Nelle volte di Doshi protagonista è il soffio. La volta è permeata d’aria all’interno (con elementi cilindrici inseriti nello spessore a ridurre il peso e agevolare l’isolamento) e intorno (come all’ingresso di Sangath dove si gonfia come un velario staccandosi dal corpo di fabbrica). In quel primo viaggio m’incuriosì il GUFA, allora in costruzione, da cui restai impressionato nei successivi viaggi, man mano che si andava completando a quattro mani grazie alla sinergia con l’artista a cui lo spazio è dedicato, Maqbool Fida Hussain (perseguitato dai nazionalisti per alcune opere considerate offensive della sensibilità Hindu ed esule a Doha in Qatar, dove viene a mancare nel 2011), che interviene a completare l’opera che è d’arte e architettura. Qui l’idea della volta è sviluppata a tutto tondo fino a farsi figura di pensiero. La forma sferica e la tecnica del ferro cemento consentono la riduzione al minimo degli spessori e degli sforzi, espressione di quella filosofia orientale custodita nelle arti marziali, dove non ci si oppone alle forze e alle sollecitazioni che arrivano dall’esterno ma le si accoglie, facendole scivolare sulla superficie e così neutralizzandole. Questo edificio ha superato indenne il terremoto del 26 gennaio 2001 ed è per questo che, quando nel 2004 (sempre il 26, ma questa volta di gennaio) lo tsunami approdò in India, adottammo la stessa tecnica nella costruzione di un prototipo di casa a prova di tsunami, frutto della collaborazione tra Spazio Sud onlus, Center of Scientific Research di Auroville e la Vastu-Shilpa Foundation. La prima casa modello fu consegnata appena una decina di giorni dopo che lo tsunami era approdato, poco più di una capanna, ma era l’occasione per istruire i poveri pescatori a realizzare case più sicure, con gli strumenti e le modalità delle case di fango ma con la resistenza del ferro cemento, case che potevano mantenere da loro e che proprio per questo, al mio ritorno in Italia, non furono finanziate dalla Regione Veneto, non si erano adottate tecniche e materiali che consentissero di promuovere le nostre aziende.

[Compiti da svolgere]
A: Traduci in inglese questa frase del brano sulle volte di Doshi: «La forma sferica e la tecnica del ferro cemento consentono la riduzione al minimo degli spessori e degli sforzi, espressione di quella filosofia orientale custodita nelle arti marziali, dove non ci si oppone alle forze e alle sollecitazioni che arrivano dall’esterno ma le si accoglie, facendole scivolare sulla superficie e così neutralizzandole.»
B: Prosegui il brano sulle volte di Doshi, riprendendo subito dopo la sua ultima frase.

[Record di annotazione con coordinate]
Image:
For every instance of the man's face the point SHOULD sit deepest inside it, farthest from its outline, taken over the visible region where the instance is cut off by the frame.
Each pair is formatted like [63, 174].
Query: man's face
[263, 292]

[Risposte per compito]
A: The spherical form and the ferrocement technique allow thicknesses and stresses to be reduced to a minimum, an expression of that Eastern philosophy preserved in the martial arts, where one does not oppose the forces and stresses coming from outside but welcomes them, letting them slide over the surface and thus neutralizing them.

B:
VASTU
Sangath (che significa procedere insieme) è la sede della duplice attività di Doshi, articolata in Vastu-Shilpa Consultants (lo studio professionale) e Vastu-Shilpa Foundation (senza scopo di lucro, deputata a ricerca applicata e produzione culturale). La denominazione fa riferimento ai Vastu Shilpa Shastras, antichi testi sapienziali del tempo dei Rishi che indicavano i criteri di organizzazione della casa e i principi insediativi, formando un corpo teorico d’orientamento da cui deriva anche il Feng-Shui cinese. L’approccio di Doshi al VASTU non è però rigido, è praticato in modo non ortodosso o radicale ma pragmatico, se ne tiene conto come principi e non come parametri pre-giudiziali, sono un’opportunità di riferimento allo stesso modo in cui vanno considerate le proporzioni dell’architettura occidentale, sistema di riferimento utile a condizione che non diventi gabbia che imbriglia e blocca, incapace di adattarsi alle circostanze del contesto e del caso specifico. L’energia, oltre che del luogo e nel luogo, è veicolata dagli esseri viventi, affatto neutri nel raggiungimento di un equilibrio complessivo. Doshi è uno spirito libero ma ciò non comporta un uso disinvolto, arbitrario e privo di regole, piuttosto in lui è il rigoroso pragmatismo critico del ricercatore a prevalere e a consentirgli di dar vita a una moderna regionalità, cioè a un’architettura radicata nei luoghi, affatto pittoresca e priva di concessioni a esotismo, vernacolarismo o estetismo. La sua non è una pratica irrigidita da un approccio ideologico, ma la capacità di esprimere liberamente la natura dei luoghi, dando corpo all’abitare e luogo alla socialità delle specie viventi, in una prospettiva olistica.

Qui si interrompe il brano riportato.